AIM OF THE EXERCISE: Rewrite the listing below with every "Put a point on" changed to "Place a marker on" and nothing else altered. Leave the pictures out of your answer.

INPUT RECORDS:
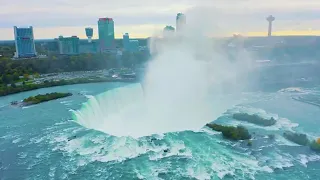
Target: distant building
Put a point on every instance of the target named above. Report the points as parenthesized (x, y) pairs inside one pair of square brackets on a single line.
[(168, 31), (180, 21), (106, 34), (88, 47), (24, 41), (68, 45), (130, 45), (270, 19), (126, 42), (89, 33), (134, 46)]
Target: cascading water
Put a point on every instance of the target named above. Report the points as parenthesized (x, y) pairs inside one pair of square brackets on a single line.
[(181, 91)]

SOLUTION TO THE PROBLEM:
Target: distant building
Place a marker on every instance of the target named above. Report the points as parenthesized (x, y) pairs inside one pair of square brackets on a single line.
[(168, 31), (180, 21), (106, 34), (88, 47), (24, 41), (68, 45), (130, 45), (270, 19), (126, 42), (89, 33), (134, 46)]
Target: cascading water
Place a marker on every instance of the target named above. Report the points as parenthesized (x, y) pairs inside one pair of square brackets on a single line.
[(181, 91)]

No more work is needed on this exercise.